- **DOCUMENT**:
• • • • •

St Davids College


History - A Level

Exam Body


Head of Department

History isn’t a subject that is stuck in the past. Far from it!

Historical events have shaped who we are today, and this is true across the world. Did you know that Magna Carta, a document signed in 1215, is the basis of the US constitution?

The A level History course is designed to help pupils understand the value and significance of world events in the past. In the process, they will gain a deeper understanding of social, cultural, religious, and ethnic diversity. Knowing how people lived in the past helps us to understand why people act like they do today.

Skills that history pupils develop:

  • The ability to analyse.
  • The ability to make informed criticisms.
  • Independent research skills.
  • Organisation.
  • The ability to listen and work with others.
  • To develop your own opinion.

This is a two-year A level course with all examinations being taken in year 13.


A-Level Course Content

  • Unit 1: Breadth Study - The Tudors 1485-1603 - 2 hours 30min written examination (40%).

• • • • •

- **MATERIAL**:
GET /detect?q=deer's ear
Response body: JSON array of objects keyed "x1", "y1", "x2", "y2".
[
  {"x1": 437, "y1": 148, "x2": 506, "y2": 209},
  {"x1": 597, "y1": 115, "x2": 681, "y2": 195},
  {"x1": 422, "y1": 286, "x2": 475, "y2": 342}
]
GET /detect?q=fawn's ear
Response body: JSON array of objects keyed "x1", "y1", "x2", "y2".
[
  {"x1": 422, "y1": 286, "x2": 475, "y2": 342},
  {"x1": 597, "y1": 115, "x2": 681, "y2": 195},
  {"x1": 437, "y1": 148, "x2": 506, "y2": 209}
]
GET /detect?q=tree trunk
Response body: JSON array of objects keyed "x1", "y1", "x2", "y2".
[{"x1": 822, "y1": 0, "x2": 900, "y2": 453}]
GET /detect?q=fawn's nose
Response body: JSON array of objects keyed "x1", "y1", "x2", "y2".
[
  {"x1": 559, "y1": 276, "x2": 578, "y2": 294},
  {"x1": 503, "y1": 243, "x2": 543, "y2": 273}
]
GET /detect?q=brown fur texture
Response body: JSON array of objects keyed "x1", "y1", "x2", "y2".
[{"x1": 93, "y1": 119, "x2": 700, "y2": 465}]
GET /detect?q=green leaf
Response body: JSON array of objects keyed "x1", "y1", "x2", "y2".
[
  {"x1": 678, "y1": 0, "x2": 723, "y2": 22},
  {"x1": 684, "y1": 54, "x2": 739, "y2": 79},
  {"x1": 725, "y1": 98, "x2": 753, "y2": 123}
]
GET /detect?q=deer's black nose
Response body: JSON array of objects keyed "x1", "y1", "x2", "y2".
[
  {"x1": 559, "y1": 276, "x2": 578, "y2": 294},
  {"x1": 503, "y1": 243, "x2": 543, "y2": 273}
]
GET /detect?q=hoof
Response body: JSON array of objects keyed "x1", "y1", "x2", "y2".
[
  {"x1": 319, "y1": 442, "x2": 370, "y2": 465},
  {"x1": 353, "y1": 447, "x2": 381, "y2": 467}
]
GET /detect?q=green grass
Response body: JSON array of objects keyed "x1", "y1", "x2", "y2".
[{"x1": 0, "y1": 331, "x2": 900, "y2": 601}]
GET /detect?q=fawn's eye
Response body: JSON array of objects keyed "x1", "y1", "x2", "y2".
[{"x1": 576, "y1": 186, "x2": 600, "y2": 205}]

• • • • •

- **EXERCISE BRIEF**:
Write what comes next in the A level History course description, starting after the Unit 1 entry on the Tudors.

- **EXERCISE RESPONSE**:
    • This option allows students to study in breadth issues of change, continuity, cause, and consequence in this period through the following key questions:
      • How effectively did the Tudors restore and develop the powers of the monarchy?
      • In what ways and how effectively was England governed during this period?
      • How did relations with foreign powers change and how was the succession secured?
      • How did English society and economy change and with what effects?
      • How far did intellectual and religious ideas change and develop and with what effects?
      • How important was the role of key individuals and groups and how were they affected by developments?
  • Unit 2: Depth Study - The Birth of the USA 1760-1801 – 2 hours 30min (40%).
    • This option provides for the study in depth of the years in which thirteen American colonies chose to sever their links with Great Britain and thus found the USA. This study explores the concepts of imperialism, mercantilism, and legitimate government and encourages students to reflect upon the interplay of forces from below and above, the importance of ideology and the economy in political development, and the issues facing those who attempt to challenge an established authority.
  • Unit 3: Topic-based essay. This is a 3000-4000
    • word essay on a historical topic of the pupil’s choice. This unit is pupil-led research and the topic they will study will be discussed with the teachers (20%)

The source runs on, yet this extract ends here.